- DOCUMENT PASSAGE -
A closer look at section 29 of the FIC Act

In an earlier article on the Financial Intelligence Centre Act (FICA), we explained that the main objective of the Act is to combat money laundering and the financing of terrorist activities. In this article, we’ll continue the discussion in terms of the duty of accountable institutions to report suspicious transactions to the Finance Intelligence Centre (FIC).

The process to approval for extending a Sectional Title Units

What does the Act stipulate?

Section 29 of the Act outlines that accountable institutions are obligated to report unusual transactions to the FIC. The onus to report these suspicious or unusual activities is placed on any person who carries on, is in charge, manages or is employed by a business. In terms of the Act, the term “business” is interpreted broadly and is deemed to be any person associated with a commercial undertaking as an owner, manager or employee. It’s therefore evident that the obligation to report in terms of section 29 applies to a broad group of people. 

When does this obligation apply?

According to the Act, the obligation applies when “a person becomes aware of something or circumstances arise in which a person can be reasonably expected to be aware or reasonably expected to suspect something”.[1] The “something” relates to where the business has: 

  • received funds stemming from unlawful activities
  • received property that is linked to an offence of terrorist financing
  • been used for money laundering purposes
  • been used to assist an offence being committed that relates to money laundering or terrorist financing.[2]

The onus to report extends beyond a person having actual knowledge of unlawful activity to when a person “[suspects] but cannot prove”.[3] The onus will thus arise when, for example, there are unexplained international transfers received from a client or where deposits are made with the immediate request to transfer the funds elsewhere. FICA has provided a guidance note to accountable institutions to assist them in identifying suspicious or unusual transactions. This note can be found on the FIC website.

- GIVEN DATA -
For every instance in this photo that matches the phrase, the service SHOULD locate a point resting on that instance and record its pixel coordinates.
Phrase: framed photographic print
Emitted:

- TASKS TO COMPLETE -
A) Repeat the section 29 article from "Section 29 of the Act" up to and including "group of people.", but swap "obligated" for "required".
B) Answer these questions from the section 29 article:
(i) What is the main objective of the Act?
(ii) Where can the guidance note on identifying suspicious or unusual transactions be found?
(iii) What two examples does the article give of when the onus to report will arise?
Rely only on the section 29 article, not on the material.

- EXERCISE RESPONSES -
A)
Section 29 of the Act outlines that accountable institutions are required to report unusual transactions to the FIC. The onus to report these suspicious or unusual activities is placed on any person who carries on, is in charge, manages or is employed by a business. In terms of the Act, the term “business” is interpreted broadly and is deemed to be any person associated with a commercial undertaking as an owner, manager or employee. It’s therefore evident that the obligation to report in terms of section 29 applies to a broad group of people.

B)
(i) To combat money laundering and the financing of terrorist activities.
(ii) On the FIC website.
(iii) When there are unexplained international transfers received from a client, and when deposits are made with the immediate request to transfer the funds elsewhere.